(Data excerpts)
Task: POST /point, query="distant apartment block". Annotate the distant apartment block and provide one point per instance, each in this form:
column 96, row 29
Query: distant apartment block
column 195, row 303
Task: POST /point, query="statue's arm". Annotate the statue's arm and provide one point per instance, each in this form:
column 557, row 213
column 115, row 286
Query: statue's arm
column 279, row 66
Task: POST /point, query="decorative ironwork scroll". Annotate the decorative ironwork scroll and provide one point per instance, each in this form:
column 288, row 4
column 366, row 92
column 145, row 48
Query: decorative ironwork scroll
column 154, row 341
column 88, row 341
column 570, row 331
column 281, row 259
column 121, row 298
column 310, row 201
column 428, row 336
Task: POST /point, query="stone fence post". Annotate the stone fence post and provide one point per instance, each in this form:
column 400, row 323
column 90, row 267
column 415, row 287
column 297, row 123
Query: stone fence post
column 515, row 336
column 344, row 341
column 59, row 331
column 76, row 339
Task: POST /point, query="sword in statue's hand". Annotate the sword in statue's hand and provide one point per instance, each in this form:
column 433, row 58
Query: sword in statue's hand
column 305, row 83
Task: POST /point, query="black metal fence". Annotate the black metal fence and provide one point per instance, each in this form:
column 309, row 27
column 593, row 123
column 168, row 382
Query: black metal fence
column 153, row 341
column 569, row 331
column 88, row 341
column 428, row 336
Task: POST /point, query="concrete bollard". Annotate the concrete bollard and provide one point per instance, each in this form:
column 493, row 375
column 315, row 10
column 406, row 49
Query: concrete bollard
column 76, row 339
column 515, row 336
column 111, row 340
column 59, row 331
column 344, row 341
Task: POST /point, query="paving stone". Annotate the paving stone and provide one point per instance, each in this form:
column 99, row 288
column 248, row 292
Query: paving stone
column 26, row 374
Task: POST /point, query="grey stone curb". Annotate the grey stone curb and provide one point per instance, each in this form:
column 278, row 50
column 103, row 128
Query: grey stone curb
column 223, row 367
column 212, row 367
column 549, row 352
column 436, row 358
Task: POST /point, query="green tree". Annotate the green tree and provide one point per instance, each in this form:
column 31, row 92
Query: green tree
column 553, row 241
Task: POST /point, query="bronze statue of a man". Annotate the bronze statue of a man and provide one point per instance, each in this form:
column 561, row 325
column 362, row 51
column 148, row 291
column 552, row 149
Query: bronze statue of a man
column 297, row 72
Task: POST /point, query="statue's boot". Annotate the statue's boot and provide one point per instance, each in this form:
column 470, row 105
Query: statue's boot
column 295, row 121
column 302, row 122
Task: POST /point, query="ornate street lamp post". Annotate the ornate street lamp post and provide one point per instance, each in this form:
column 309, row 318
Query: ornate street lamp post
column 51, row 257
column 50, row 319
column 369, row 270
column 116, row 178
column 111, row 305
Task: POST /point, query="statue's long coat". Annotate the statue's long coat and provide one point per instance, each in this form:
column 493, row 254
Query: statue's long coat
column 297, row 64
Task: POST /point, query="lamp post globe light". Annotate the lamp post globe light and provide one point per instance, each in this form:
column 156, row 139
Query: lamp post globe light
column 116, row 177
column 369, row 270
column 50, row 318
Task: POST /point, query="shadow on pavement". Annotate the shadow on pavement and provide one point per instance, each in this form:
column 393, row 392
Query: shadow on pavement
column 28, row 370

TASK OBJECTIVE: Every entry should be printed again exactly as written.

EXERCISE RESPONSE:
Task: POST /point, query="distant apartment block". Annotate the distant apartment block and provide one point per instance, each in this form:
column 96, row 29
Query: distant apartment block
column 195, row 303
Task: POST /point, query="statue's arm". Annotate the statue's arm and provide one point per instance, each in this form:
column 557, row 213
column 115, row 286
Query: statue's arm
column 279, row 66
Task: POST /point, query="decorative ironwork scroll". Annotate the decorative ironwork scroll and provide one point per instance, each in this form:
column 288, row 4
column 366, row 92
column 145, row 48
Query: decorative ironwork scroll
column 154, row 341
column 88, row 341
column 570, row 331
column 281, row 259
column 121, row 298
column 310, row 201
column 428, row 336
Task: POST /point, query="stone fence post". Annotate the stone fence post and provide one point per instance, each in this form:
column 400, row 323
column 90, row 267
column 415, row 287
column 297, row 123
Query: stone fence post
column 515, row 336
column 344, row 341
column 59, row 331
column 76, row 339
Task: POST /point, query="sword in statue's hand". Annotate the sword in statue's hand and provide one point per instance, each in this form:
column 433, row 58
Query: sword in statue's hand
column 305, row 83
Task: POST /point, query="black metal fence". Annotate the black metal fence and provide one point per instance, each in this form:
column 309, row 27
column 593, row 123
column 168, row 382
Query: black metal fence
column 153, row 341
column 569, row 331
column 88, row 341
column 428, row 336
Task: POST /point, query="concrete bollard". Annotate the concrete bollard and provide one point per instance, each in this form:
column 493, row 375
column 315, row 10
column 406, row 49
Query: concrete bollard
column 76, row 339
column 515, row 336
column 111, row 340
column 59, row 331
column 344, row 341
Task: POST /point, query="paving stone". Annotate the paving stone and provide one point per instance, each in this form:
column 99, row 288
column 248, row 292
Query: paving stone
column 26, row 374
Task: POST /point, query="grey stone curb". Annotate the grey stone curb and provide one point per instance, each in this form:
column 278, row 50
column 103, row 128
Query: grey stone curb
column 223, row 367
column 212, row 367
column 549, row 352
column 436, row 358
Task: POST /point, query="green tree". Annotate the green tree and provide one point per instance, each in this form:
column 31, row 92
Query: green tree
column 553, row 241
Task: POST /point, query="bronze statue of a man". Annotate the bronze statue of a man and provide one point per instance, each in this form:
column 561, row 325
column 362, row 51
column 148, row 291
column 552, row 149
Query: bronze statue of a man
column 297, row 72
Task: POST /point, query="statue's boot". Annotate the statue's boot and provide one point per instance, each in this form:
column 470, row 105
Query: statue's boot
column 295, row 121
column 302, row 122
Task: POST /point, query="ornate street lamp post". Annotate the ornate street lamp post and provide one point per instance, each in this form:
column 309, row 318
Query: ornate street lamp post
column 51, row 257
column 50, row 319
column 369, row 270
column 116, row 178
column 111, row 305
Task: POST /point, query="statue's long coat". Annotate the statue's long coat and provide one point per instance, each in this form:
column 493, row 254
Query: statue's long coat
column 297, row 64
Task: POST /point, query="lamp post globe light". Annotate the lamp post globe light and provide one point per instance, each in this form:
column 156, row 139
Query: lamp post globe light
column 116, row 177
column 369, row 270
column 50, row 318
Task: POST /point, query="shadow on pavement". Annotate the shadow on pavement and provide one point per instance, each in this form:
column 393, row 392
Query: shadow on pavement
column 28, row 370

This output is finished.